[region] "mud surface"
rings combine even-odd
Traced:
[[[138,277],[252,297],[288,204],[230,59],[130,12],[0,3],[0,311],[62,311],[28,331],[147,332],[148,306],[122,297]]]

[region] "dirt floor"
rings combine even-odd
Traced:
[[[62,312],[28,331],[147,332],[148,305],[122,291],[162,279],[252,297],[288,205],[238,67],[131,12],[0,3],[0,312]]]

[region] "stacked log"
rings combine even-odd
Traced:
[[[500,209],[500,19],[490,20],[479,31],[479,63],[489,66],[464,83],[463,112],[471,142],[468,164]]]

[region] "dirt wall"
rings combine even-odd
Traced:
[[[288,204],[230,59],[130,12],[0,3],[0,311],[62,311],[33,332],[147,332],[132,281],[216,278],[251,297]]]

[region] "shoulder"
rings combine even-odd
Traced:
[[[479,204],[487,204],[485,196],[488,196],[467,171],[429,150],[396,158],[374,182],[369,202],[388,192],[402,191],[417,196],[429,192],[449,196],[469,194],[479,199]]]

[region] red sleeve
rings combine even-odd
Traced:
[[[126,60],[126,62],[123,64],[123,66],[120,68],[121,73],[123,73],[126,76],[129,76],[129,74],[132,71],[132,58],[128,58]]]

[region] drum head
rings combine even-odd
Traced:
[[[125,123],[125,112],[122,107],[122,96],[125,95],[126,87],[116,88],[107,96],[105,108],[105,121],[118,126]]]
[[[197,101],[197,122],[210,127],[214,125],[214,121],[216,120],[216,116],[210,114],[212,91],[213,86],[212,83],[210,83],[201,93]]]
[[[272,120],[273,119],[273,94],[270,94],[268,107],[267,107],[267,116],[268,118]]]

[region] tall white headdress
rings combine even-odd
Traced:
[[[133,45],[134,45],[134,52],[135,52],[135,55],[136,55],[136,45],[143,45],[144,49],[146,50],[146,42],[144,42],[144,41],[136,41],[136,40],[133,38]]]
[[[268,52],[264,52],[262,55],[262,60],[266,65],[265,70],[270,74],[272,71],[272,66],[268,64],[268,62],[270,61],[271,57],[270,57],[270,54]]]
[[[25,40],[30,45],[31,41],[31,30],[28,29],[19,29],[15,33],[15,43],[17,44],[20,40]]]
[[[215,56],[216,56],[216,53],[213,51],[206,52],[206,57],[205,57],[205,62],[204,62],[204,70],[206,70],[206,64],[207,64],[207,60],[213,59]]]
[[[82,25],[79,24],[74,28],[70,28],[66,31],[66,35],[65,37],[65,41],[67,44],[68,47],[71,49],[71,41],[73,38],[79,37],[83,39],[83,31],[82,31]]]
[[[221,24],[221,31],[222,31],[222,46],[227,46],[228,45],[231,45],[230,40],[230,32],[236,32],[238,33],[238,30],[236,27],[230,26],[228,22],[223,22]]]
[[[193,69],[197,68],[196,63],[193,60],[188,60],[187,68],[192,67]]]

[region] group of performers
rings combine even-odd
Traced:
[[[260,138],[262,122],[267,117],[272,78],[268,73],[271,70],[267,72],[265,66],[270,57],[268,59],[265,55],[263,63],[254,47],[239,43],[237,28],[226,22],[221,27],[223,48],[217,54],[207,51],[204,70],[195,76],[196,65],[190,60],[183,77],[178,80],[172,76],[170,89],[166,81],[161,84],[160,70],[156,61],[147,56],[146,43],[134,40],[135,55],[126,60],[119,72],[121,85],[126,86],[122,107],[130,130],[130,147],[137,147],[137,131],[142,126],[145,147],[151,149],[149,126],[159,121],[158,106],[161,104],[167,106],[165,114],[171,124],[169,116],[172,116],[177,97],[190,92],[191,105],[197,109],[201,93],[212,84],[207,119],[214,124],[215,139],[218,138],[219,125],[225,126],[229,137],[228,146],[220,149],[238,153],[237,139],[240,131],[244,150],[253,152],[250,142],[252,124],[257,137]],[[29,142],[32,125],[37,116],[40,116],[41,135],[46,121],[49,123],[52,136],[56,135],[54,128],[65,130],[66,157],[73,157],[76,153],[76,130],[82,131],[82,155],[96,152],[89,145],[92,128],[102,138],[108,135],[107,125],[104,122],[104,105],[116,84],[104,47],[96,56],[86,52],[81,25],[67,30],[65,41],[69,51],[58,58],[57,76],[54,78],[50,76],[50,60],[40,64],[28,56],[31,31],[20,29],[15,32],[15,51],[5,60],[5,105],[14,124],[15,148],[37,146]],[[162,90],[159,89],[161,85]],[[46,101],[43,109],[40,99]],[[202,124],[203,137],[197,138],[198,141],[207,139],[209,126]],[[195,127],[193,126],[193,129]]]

▬▬▬

| WHAT THE TASK ASKS |
From the records above, copy every line that contains the string "region". Uppercase and lowercase letters count as different.

| RESPONSE FOR THIS EXERCISE |
[region] "mud surface"
[region] "dirt floor"
[region] "stacked log"
[region] "dirt wall"
[region] "shoulder"
[region] red sleeve
[region] drum head
[region] tall white headdress
[region] group of performers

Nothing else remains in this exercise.